▸ **BRIEF**: Scan the entries for the word "instance" and return every line that has it.

(Dataset items)

== Segment start ==

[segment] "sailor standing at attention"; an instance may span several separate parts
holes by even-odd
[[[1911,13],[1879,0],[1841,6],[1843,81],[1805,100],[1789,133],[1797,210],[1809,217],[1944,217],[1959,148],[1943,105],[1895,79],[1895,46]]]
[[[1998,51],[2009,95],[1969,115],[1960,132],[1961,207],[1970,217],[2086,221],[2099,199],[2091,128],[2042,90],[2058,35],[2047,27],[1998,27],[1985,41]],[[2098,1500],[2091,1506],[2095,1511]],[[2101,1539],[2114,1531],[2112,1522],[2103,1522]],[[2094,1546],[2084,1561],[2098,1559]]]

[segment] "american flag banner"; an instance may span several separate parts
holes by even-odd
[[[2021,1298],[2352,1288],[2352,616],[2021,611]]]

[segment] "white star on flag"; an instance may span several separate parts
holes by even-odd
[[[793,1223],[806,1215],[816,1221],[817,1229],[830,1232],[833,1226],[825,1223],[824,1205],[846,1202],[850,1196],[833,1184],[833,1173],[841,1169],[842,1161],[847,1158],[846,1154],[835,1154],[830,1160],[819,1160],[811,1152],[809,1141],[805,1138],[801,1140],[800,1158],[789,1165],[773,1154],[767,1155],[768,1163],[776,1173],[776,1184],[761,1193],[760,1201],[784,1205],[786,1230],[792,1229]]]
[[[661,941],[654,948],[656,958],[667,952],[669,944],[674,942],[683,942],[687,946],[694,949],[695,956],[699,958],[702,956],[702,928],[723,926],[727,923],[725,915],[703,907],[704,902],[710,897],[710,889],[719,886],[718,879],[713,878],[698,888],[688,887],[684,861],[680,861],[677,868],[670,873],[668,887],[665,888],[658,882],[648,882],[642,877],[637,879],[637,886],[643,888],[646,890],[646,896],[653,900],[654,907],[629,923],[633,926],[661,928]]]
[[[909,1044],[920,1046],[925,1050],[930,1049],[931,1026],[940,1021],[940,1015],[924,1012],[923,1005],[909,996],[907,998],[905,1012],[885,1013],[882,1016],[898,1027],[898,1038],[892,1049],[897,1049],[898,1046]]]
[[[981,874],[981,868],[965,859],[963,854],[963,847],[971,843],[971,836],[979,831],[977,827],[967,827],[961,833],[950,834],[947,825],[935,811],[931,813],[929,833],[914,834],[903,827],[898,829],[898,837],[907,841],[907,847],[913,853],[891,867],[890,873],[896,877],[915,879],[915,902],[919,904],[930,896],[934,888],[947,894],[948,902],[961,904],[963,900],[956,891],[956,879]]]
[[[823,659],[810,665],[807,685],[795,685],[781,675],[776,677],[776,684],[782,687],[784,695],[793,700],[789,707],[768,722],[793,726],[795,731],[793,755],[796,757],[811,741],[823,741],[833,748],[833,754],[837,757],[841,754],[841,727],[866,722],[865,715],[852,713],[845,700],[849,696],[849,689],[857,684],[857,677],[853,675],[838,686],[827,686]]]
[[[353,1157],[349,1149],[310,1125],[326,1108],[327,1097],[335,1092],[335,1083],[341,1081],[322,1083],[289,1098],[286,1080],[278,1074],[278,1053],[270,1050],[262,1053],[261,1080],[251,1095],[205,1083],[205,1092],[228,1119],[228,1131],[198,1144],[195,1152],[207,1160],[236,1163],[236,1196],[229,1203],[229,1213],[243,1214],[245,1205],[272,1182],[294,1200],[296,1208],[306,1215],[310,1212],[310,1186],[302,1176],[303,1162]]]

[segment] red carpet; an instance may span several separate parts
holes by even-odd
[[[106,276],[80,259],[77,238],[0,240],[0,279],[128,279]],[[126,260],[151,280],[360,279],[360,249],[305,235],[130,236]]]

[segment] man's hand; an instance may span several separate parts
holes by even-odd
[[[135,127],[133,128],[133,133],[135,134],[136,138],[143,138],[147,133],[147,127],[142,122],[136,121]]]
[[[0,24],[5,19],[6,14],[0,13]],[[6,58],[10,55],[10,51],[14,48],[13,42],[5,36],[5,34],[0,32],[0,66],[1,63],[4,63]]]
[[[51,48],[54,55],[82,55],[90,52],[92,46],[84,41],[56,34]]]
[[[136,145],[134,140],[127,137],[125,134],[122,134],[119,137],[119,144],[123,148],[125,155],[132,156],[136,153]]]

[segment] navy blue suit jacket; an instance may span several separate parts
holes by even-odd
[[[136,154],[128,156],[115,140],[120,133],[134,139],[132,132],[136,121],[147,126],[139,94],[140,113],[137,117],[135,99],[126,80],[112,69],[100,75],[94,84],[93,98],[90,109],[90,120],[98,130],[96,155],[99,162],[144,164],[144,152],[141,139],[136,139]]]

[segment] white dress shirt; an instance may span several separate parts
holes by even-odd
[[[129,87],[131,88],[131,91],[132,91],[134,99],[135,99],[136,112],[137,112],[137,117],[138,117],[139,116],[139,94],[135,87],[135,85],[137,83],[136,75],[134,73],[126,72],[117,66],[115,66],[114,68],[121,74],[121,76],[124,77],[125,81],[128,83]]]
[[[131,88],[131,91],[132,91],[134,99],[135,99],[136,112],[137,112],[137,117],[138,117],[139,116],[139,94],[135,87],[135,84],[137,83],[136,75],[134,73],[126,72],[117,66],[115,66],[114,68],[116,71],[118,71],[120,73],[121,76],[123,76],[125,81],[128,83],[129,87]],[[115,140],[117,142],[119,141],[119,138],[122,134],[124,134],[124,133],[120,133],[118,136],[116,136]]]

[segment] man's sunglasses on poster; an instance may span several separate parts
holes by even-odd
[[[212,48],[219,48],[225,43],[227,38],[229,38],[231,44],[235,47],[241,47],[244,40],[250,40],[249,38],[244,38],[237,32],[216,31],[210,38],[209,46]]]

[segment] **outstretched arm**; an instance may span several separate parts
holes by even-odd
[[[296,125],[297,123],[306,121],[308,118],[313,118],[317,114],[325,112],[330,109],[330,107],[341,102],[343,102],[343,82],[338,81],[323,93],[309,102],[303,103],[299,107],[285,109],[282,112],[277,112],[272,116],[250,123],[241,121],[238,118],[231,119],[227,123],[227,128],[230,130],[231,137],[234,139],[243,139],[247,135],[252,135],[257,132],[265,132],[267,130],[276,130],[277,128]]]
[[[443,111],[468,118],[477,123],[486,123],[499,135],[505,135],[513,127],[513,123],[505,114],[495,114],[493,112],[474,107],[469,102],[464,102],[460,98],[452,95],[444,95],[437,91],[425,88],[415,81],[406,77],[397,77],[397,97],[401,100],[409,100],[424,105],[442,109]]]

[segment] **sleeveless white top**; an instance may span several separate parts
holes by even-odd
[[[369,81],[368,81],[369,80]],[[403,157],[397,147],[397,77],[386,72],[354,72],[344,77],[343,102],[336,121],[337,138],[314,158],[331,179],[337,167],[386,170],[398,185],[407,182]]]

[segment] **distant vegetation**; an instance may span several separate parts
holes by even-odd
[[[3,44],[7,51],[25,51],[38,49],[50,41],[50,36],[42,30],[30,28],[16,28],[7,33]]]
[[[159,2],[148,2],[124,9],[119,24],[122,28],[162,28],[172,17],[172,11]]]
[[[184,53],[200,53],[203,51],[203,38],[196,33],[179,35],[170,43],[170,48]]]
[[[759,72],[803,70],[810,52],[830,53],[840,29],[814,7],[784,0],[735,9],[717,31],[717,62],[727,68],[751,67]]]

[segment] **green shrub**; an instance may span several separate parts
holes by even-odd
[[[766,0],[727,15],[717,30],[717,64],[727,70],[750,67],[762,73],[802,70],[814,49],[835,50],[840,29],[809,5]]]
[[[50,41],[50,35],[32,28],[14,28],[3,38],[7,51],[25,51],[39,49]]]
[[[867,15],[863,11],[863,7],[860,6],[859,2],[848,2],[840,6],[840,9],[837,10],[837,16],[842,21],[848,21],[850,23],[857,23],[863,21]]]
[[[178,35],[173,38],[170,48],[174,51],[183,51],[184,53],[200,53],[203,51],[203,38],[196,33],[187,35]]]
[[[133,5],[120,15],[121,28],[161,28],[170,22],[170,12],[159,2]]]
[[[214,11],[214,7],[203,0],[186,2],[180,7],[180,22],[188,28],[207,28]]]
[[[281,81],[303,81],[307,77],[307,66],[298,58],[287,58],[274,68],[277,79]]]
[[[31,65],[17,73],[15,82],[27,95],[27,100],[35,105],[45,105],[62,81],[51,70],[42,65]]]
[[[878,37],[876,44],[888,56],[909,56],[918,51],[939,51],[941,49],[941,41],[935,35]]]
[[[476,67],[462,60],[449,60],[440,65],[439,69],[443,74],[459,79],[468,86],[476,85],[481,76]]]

== Segment end ==

▸ **TASK RESPONSE**:
[segment] "sailor standing at attention"; an instance may span several separate parts
[segment] "american flag banner"; an instance may span several separate parts
[segment] "white star on flag"; an instance may span several separate parts
[segment] red carpet; an instance may span several separate parts
[segment] man's hand; an instance may span several separate parts
[segment] navy blue suit jacket; an instance may span several separate parts
[segment] white dress shirt; an instance may span several separate parts
[segment] man's sunglasses on poster; an instance may span several separate parts
[segment] **outstretched arm**; an instance may span several separate parts
[segment] **sleeveless white top**; an instance may span several separate parts
[segment] **distant vegetation**; an instance may span several separate parts
[segment] **green shrub**; an instance may span several separate parts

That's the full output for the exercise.